RECORD EXCERPTS
------
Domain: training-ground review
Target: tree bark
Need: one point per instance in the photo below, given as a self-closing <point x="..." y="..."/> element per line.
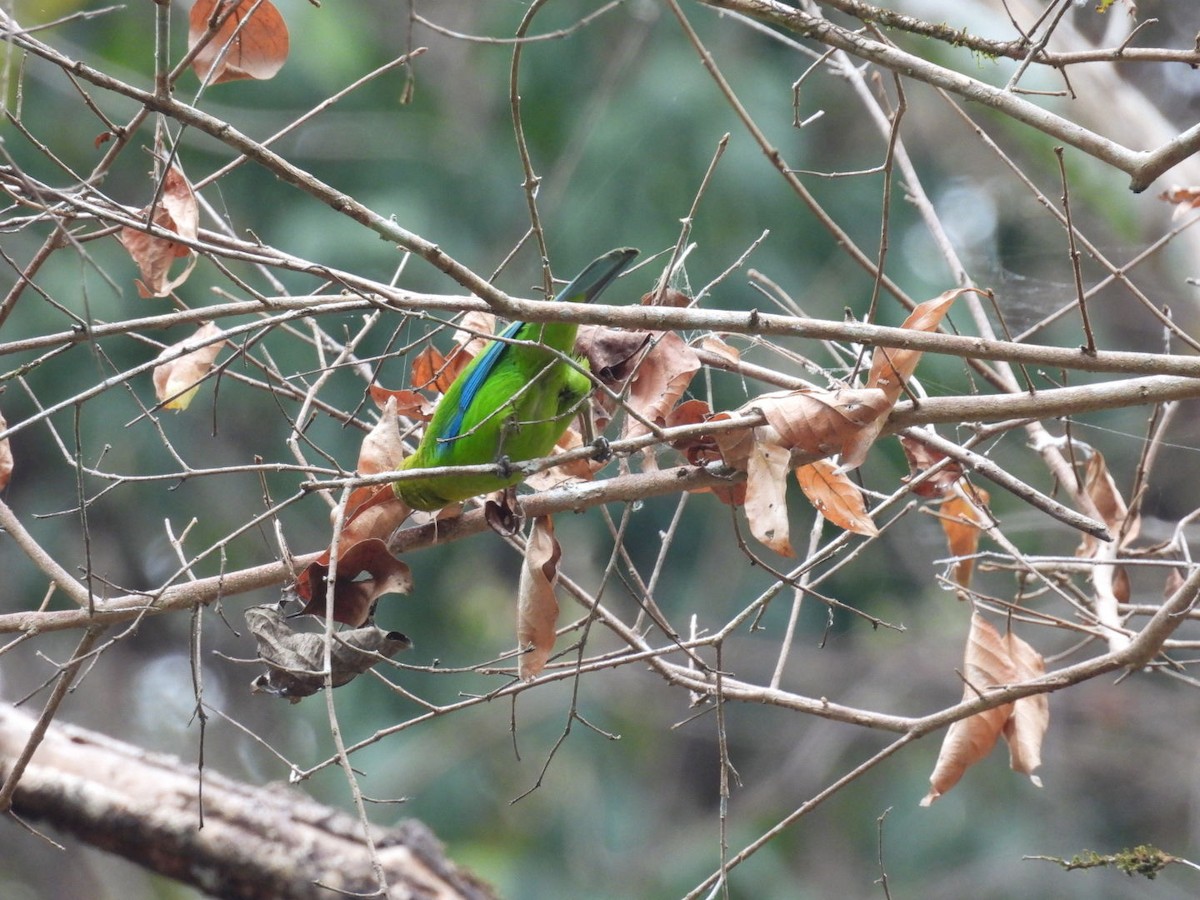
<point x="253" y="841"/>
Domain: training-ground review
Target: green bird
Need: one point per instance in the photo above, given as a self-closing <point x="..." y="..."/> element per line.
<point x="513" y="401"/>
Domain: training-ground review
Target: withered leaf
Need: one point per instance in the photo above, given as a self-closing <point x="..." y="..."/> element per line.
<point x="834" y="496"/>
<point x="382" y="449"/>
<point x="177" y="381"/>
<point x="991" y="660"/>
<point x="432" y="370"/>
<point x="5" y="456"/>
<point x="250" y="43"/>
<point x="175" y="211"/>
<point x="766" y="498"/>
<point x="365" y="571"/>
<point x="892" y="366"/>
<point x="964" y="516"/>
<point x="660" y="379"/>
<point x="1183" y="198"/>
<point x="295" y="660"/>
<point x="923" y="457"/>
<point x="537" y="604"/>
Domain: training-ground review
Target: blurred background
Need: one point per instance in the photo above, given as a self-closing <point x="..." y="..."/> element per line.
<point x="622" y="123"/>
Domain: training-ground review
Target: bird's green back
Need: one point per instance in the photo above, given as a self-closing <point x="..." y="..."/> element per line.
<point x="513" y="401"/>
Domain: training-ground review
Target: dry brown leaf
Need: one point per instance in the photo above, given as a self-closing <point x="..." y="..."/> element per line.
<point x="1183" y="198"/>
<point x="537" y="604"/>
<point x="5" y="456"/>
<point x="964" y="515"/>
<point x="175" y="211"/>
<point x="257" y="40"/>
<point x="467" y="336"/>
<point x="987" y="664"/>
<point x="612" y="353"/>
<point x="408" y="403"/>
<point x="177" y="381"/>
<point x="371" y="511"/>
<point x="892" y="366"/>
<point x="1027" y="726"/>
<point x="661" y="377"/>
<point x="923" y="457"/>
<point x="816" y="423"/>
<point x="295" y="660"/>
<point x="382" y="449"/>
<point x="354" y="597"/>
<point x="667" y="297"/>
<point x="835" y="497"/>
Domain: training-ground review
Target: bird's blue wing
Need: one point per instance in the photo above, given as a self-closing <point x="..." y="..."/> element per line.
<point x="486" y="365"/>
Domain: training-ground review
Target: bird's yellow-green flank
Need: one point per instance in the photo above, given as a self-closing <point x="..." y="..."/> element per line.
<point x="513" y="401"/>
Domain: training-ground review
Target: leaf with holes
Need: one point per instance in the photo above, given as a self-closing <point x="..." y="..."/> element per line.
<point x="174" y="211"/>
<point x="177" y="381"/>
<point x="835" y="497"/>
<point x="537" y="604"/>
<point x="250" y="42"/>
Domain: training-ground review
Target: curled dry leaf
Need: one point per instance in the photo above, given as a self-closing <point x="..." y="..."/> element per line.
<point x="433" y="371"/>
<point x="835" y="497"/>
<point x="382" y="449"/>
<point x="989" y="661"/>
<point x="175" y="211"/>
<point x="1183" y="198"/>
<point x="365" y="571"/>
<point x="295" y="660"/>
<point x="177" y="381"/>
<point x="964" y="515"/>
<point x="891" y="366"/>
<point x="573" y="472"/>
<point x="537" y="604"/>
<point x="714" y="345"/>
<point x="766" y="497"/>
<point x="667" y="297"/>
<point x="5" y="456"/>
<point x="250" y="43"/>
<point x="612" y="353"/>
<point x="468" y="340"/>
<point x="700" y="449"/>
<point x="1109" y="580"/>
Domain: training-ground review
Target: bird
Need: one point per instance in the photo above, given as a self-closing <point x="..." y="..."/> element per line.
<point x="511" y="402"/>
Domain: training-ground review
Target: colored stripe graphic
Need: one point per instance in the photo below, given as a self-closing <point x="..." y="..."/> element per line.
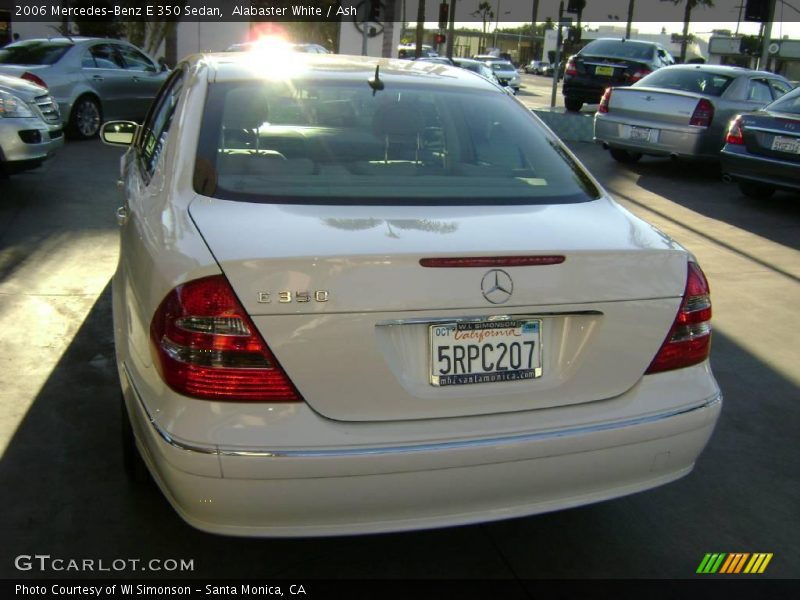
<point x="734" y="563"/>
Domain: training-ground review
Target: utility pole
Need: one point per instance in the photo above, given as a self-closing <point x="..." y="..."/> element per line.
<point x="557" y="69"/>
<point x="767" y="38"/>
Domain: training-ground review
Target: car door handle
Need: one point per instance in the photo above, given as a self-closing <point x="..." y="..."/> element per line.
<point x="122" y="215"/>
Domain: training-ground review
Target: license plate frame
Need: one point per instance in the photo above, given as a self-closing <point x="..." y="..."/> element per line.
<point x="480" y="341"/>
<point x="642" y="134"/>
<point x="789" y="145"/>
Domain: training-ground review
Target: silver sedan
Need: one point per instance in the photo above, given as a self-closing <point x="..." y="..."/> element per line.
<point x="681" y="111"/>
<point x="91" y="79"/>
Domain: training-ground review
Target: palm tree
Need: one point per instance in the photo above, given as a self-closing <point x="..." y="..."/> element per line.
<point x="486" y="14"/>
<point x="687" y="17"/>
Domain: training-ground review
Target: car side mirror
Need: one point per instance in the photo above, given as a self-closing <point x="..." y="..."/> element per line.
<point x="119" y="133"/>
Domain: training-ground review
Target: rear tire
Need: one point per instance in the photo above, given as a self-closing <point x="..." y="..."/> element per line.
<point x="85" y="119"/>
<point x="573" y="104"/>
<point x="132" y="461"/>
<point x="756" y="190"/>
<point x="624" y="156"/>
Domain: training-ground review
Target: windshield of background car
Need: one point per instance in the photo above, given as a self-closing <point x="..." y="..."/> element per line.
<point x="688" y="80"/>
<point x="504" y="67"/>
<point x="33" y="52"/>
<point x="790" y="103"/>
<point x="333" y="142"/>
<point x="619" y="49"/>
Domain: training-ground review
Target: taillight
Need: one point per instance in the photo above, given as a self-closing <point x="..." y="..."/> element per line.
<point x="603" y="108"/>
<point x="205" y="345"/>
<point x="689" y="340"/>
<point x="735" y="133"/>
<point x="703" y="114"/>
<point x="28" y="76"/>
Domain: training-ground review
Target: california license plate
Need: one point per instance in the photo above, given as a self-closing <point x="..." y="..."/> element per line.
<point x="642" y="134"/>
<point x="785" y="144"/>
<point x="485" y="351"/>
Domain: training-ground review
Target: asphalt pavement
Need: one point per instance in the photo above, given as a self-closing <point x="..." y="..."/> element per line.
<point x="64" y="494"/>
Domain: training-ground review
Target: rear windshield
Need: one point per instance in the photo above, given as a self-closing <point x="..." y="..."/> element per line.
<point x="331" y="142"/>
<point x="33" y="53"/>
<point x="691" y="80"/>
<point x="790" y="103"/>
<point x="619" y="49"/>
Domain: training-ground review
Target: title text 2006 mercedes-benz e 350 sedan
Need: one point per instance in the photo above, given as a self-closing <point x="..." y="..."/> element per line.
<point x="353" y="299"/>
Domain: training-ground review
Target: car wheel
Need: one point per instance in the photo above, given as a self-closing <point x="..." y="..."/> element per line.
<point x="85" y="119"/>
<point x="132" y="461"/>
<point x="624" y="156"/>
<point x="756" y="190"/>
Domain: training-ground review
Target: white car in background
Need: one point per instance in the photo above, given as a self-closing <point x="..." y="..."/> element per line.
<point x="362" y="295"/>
------
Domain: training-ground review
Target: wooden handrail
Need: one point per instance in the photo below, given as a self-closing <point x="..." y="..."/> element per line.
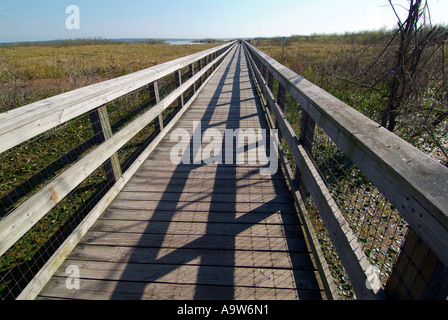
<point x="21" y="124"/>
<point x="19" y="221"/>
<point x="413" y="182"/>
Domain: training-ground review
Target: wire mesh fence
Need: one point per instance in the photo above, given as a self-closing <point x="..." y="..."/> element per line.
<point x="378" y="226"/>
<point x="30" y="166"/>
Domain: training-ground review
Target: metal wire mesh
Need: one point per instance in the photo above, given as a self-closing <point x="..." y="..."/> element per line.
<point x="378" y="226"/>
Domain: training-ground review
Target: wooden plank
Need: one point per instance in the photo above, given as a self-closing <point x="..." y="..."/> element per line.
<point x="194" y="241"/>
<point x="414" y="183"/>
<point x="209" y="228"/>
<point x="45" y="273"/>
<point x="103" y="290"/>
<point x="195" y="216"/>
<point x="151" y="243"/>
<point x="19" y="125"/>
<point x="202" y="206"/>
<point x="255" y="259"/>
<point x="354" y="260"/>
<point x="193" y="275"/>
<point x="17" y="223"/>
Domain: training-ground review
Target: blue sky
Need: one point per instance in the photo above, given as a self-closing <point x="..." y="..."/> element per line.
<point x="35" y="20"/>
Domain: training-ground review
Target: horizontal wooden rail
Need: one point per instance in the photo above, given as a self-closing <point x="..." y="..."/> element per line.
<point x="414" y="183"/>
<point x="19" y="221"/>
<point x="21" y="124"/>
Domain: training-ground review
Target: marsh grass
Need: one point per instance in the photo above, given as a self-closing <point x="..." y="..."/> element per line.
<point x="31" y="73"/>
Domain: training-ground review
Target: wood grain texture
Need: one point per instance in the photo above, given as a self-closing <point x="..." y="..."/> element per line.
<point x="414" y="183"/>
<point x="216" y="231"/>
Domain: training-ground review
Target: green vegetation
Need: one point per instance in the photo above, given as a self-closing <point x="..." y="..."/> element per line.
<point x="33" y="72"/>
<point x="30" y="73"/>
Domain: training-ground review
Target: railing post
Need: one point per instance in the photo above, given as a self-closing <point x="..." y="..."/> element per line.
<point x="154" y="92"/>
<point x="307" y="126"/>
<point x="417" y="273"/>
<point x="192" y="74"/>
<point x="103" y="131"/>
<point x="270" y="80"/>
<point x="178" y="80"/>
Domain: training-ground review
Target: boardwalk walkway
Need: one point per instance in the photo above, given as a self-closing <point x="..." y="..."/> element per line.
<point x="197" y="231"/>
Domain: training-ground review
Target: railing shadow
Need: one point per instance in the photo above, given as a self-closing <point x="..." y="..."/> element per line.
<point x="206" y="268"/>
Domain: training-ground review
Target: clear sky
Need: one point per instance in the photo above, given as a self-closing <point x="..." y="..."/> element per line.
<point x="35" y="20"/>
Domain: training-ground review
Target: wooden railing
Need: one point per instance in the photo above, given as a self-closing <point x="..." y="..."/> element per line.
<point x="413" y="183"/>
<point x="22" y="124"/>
------
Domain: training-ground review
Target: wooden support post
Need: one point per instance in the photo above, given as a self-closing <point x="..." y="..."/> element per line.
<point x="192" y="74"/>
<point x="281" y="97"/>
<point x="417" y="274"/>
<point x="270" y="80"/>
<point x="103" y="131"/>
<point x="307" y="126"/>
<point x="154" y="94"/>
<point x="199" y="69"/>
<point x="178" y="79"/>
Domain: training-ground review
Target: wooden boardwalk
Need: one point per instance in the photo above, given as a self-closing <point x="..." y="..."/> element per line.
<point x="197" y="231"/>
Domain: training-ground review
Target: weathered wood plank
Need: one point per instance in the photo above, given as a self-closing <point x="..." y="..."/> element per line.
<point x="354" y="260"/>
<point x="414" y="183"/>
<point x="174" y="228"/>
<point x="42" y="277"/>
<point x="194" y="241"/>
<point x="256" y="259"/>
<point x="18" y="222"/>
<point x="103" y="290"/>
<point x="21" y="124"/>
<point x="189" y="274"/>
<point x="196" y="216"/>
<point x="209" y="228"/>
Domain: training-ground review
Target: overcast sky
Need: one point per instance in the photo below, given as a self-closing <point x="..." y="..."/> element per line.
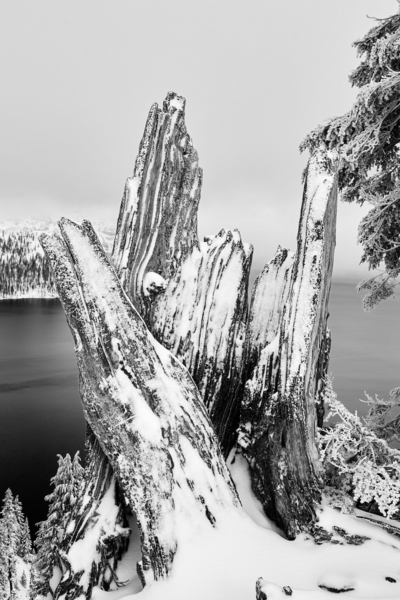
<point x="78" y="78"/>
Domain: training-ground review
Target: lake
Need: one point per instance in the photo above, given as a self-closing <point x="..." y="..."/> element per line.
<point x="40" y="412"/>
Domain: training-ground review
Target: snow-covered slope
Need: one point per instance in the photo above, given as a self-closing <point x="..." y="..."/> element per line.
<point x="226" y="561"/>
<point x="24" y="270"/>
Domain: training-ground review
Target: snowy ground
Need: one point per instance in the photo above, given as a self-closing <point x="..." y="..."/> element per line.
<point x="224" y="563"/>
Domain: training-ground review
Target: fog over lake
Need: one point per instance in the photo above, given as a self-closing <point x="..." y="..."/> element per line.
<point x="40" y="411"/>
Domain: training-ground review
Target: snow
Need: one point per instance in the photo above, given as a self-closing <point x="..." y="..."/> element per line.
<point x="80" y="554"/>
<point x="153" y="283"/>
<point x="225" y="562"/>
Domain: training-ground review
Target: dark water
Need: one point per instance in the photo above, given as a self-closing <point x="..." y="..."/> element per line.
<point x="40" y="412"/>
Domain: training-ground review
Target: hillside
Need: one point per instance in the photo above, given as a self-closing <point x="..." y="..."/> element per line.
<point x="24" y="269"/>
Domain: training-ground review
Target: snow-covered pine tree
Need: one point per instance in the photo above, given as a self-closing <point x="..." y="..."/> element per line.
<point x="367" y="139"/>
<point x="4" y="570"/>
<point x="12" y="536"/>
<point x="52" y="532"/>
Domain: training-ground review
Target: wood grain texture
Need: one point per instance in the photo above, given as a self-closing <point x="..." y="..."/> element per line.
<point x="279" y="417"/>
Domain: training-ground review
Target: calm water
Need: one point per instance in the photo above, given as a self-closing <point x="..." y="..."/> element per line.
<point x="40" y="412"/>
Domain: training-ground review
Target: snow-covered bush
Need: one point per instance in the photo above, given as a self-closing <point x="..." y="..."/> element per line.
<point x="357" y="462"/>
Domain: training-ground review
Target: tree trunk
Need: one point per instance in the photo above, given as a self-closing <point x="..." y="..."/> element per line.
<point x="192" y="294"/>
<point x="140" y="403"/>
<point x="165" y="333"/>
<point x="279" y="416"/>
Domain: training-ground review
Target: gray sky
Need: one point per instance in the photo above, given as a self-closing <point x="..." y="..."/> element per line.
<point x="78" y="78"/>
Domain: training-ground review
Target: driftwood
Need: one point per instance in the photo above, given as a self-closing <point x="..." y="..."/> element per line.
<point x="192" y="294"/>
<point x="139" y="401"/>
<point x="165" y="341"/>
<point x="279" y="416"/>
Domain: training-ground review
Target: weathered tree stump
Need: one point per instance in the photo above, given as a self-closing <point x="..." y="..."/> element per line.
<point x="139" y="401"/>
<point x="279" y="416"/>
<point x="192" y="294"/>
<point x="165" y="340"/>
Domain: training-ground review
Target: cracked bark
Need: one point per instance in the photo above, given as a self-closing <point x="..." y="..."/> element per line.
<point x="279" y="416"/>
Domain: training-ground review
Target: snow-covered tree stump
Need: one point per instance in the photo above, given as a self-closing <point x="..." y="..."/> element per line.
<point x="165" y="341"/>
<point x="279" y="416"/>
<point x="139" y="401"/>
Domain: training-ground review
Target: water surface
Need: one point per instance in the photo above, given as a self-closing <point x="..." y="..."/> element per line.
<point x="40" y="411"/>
------
WORK TO BE COMPLETED
All lines of the entries containing the string "blue" must be shown in full.

TASK SOLUTION
Target: bird's blue wing
Target: blue sky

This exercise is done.